Challenge
Reproduce each of the following lines verbatim, in the order in which they appear.

___ Supplied data

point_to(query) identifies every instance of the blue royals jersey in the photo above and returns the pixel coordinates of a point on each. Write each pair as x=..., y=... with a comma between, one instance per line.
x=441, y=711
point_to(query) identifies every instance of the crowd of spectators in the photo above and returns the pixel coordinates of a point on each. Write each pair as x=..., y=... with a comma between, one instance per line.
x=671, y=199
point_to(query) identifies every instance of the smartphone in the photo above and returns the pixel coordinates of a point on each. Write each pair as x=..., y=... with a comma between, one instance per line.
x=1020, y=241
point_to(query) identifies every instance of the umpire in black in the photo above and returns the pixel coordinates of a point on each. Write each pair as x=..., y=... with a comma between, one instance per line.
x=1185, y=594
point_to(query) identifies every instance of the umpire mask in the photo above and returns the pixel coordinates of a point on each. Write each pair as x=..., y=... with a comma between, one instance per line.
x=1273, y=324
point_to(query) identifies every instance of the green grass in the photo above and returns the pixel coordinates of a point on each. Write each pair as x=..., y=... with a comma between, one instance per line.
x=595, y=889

______

Correct output
point_to(query) identifies every instance of the blue royals jersey in the photo above and returns the pixel coordinates of a point on each. Write each pair as x=..., y=... with a comma between, one instance per line.
x=441, y=711
point_to(query) identifies every instance of the crowd of spectators in the photo above and returns the pixel coordinates of a point on each. Write each pair as x=..., y=... with a comma between, one instance per line.
x=671, y=199
point_to(query) identifies every instance of the smartphone in the photo above and returns the pixel coordinates of a point on each. Write each pair as x=..., y=... with a comma between, one instance per line.
x=1020, y=241
point_to(query) identifies every instance of the umpire in black in the photo above and returns the pixel coordinates of a point on each. Write each pair as x=..., y=... with a comma between, one instance per line.
x=1185, y=594
point_to(query) identifies every instance of the umpire mask in the photo above and returns the pixel coordinates of a point on each. Write each pair as x=..., y=... with a comma between, one instance per line.
x=1273, y=324
point_to(query) identifies every instance of the green grass in the photo above and returns the pixel coordinates of a point on each. Write each pair as x=..., y=... with a comma between, one instance per line.
x=595, y=889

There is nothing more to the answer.